===== DATA EXCERPTS =====

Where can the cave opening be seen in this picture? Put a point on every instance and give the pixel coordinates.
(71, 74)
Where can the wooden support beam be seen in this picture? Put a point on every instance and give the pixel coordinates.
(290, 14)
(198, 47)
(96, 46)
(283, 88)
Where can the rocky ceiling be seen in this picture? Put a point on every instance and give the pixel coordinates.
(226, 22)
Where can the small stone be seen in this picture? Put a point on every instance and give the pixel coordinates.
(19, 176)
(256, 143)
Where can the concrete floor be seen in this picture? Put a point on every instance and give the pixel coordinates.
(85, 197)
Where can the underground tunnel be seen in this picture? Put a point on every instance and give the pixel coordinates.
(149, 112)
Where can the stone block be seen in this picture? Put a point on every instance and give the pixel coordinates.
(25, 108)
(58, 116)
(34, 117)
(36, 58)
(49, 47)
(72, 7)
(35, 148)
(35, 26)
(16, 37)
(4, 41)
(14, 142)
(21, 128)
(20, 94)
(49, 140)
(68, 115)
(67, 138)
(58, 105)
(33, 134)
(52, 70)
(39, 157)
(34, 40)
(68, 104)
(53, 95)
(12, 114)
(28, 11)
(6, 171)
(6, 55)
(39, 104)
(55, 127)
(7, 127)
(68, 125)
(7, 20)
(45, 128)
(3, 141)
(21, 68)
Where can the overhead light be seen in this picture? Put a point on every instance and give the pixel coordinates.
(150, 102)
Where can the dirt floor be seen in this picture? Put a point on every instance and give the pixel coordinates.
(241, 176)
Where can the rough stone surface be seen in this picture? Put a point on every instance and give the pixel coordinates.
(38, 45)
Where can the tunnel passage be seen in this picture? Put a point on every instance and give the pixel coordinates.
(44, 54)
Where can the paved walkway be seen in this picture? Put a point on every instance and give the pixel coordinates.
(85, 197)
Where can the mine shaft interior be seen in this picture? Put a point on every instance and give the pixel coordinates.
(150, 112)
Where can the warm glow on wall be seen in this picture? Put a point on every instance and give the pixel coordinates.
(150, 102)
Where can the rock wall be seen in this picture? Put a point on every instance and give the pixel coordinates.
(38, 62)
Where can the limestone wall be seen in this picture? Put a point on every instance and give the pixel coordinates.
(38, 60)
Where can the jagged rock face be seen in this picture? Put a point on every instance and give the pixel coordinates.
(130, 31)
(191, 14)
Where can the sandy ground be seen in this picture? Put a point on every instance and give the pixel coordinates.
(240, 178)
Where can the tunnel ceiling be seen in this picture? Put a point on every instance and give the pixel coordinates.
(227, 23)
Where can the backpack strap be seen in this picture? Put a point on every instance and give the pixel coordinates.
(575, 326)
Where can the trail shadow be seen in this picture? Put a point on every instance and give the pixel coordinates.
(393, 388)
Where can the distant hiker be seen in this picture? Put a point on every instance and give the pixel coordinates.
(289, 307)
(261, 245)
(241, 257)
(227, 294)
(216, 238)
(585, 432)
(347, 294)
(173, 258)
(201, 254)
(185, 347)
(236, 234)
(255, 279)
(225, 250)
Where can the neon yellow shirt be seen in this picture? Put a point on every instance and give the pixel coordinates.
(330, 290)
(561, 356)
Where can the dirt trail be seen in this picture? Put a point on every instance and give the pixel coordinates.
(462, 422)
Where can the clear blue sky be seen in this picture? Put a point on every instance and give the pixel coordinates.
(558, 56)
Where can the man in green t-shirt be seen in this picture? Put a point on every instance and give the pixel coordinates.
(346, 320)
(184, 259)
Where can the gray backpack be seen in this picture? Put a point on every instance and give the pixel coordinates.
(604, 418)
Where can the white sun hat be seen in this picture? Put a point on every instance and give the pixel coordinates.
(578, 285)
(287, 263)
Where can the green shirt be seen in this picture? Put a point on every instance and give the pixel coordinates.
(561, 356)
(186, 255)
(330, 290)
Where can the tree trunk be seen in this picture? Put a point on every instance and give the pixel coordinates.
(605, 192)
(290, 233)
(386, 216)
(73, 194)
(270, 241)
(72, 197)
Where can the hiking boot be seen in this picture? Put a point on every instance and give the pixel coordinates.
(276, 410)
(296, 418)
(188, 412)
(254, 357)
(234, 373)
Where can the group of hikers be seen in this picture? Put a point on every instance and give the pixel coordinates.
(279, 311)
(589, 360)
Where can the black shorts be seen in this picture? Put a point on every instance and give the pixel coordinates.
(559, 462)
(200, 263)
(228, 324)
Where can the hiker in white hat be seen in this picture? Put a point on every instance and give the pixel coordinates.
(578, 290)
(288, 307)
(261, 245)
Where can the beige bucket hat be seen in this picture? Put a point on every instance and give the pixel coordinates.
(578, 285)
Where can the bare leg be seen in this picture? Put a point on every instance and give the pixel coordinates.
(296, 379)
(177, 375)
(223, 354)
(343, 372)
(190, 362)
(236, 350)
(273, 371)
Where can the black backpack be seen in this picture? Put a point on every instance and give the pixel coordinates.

=====

YOUR TASK = Write out every entry exactly as given.

TASK OUTPUT =
Where can the cave opening be seen in this picture? Put a point on every instance and give the pixel coordinates.
(71, 74)
Where can the wooden support beam be seen in this picture? Put a point on every instance and give the pixel coordinates.
(290, 14)
(198, 47)
(96, 46)
(283, 88)
Where can the rocky ceiling be seen in this picture? Put a point on every instance and give the pixel coordinates.
(226, 22)
Where can the small stone be seen in this picture? Put a point on every instance and give the pixel coordinates.
(19, 176)
(256, 143)
Where can the concrete floor be seen in this picture? Put a point on every instance and give the pixel coordinates.
(85, 197)
Where can the underground tunnel be seen in this picture? Put a point on every instance and give the pixel coordinates.
(149, 112)
Where can the stone block be seen in this picture? Put a point on every instance and give the pixel coordinates.
(25, 108)
(58, 116)
(34, 117)
(36, 58)
(49, 47)
(72, 7)
(35, 148)
(35, 26)
(16, 37)
(4, 41)
(14, 142)
(21, 128)
(20, 94)
(49, 140)
(68, 115)
(67, 138)
(58, 105)
(33, 134)
(52, 70)
(39, 157)
(34, 40)
(68, 104)
(53, 95)
(12, 114)
(28, 11)
(6, 171)
(6, 55)
(39, 104)
(55, 127)
(7, 127)
(68, 125)
(7, 20)
(45, 128)
(3, 141)
(21, 68)
Where can the overhead light be seen in this picture? Put a point on every instance and give the pixel coordinates.
(150, 102)
Where can the dirt floor be seen in this picture? Put a point on every instance and give the pixel coordinates.
(241, 176)
Where can the rough stone surface be seen in this picture? Put a point on every instance and give the pixel coordinates.
(38, 45)
Where can the tunnel passage be seen in this picture? Put a point on every instance and give the pixel coordinates.
(44, 54)
Where can the paved walkway be seen in this picture? Put a point on every instance and give the pixel coordinates.
(85, 197)
Where can the mine shaft interior be seen in this picture? Put a point on every instance and give the pixel coordinates.
(150, 112)
Where can the warm glow on wall be seen in this picture? Put a point on every instance and give the pixel coordinates.
(150, 102)
Where can the rock wall be seen in this picture? Put a point on every instance and give the pixel coordinates.
(38, 62)
Where can the limestone wall be seen in this picture? Put a point on every instance and give the pixel coordinates.
(38, 60)
Where can the jagged rock face be seen in this picture? Put a point on every instance and give the pixel coordinates.
(130, 31)
(191, 14)
Where can the sandy ground be seen in this picture? Put a point on every instance and give the pixel coordinates.
(240, 178)
Where can the tunnel ceiling be seen in this picture? Put a point on every instance and give the pixel coordinates.
(227, 23)
Where can the backpack strap be seen in this picture? Put a point on every instance and give the pixel coordinates.
(575, 326)
Where can the trail shadow be seen in this picture? Put a point on every instance and give the pixel coordinates.
(393, 388)
Where can the distant hiker be seen in this picture? Put a point on every instance and give the pixel coordinates.
(289, 307)
(261, 245)
(241, 257)
(227, 294)
(216, 238)
(585, 432)
(347, 294)
(173, 258)
(201, 254)
(185, 347)
(236, 234)
(255, 279)
(225, 250)
Where can the neon yellow shirt be seen in this picture? Put a point on every instance and give the pixel coordinates.
(330, 290)
(561, 356)
Where can the dirt trail be seen in this picture? Put a point on every instance and give the pixel coordinates.
(462, 422)
Where can the clear blue sky be seen in this picture? Put a point on every instance and give the pixel coordinates.
(558, 56)
Where can the man in green t-shirt be seen in this picture? Put a point on every instance and give the pixel coordinates.
(346, 320)
(184, 259)
Where can the gray backpack be seen in this picture? Put a point on every instance and give the pixel coordinates.
(604, 418)
Where can the white sun hat be seen in this picture? Put a point on every instance and give the pixel coordinates.
(578, 285)
(287, 263)
Where can the green shirt be seen in this picture? Put a point on every instance and give the pixel coordinates.
(561, 356)
(186, 255)
(330, 290)
Where can the tree trunk be seen in this picture? Put a point on every instance and give the pixel coordinates.
(605, 192)
(290, 233)
(386, 216)
(73, 194)
(270, 241)
(72, 197)
Where can the hiking boot be seen in this picture? Put a point on every instance and give the pixel coordinates.
(276, 410)
(296, 418)
(188, 412)
(254, 357)
(234, 373)
Where can the group of hikers be seen in this picture? Put a point on every instance and give the pixel coordinates.
(279, 311)
(589, 360)
Where can the black shorts be seen in this picture? Put a point on every instance and give the pixel coordinates.
(559, 462)
(200, 263)
(228, 324)
Where can the hiker in white hat be seen in this picture? Put a point on every instance and give the pixel coordinates.
(578, 290)
(288, 307)
(261, 245)
Where can the beige bucket hat be seen in this picture? Put a point on every instance and give the pixel coordinates.
(578, 285)
Where can the bare leg be seen in this picture? Put a point on every instance and give the pixel coordinates.
(296, 379)
(177, 375)
(223, 354)
(343, 372)
(190, 362)
(236, 350)
(273, 371)
Where can the black backpack be seen in this picture? Put a point on every instance and give the pixel coordinates.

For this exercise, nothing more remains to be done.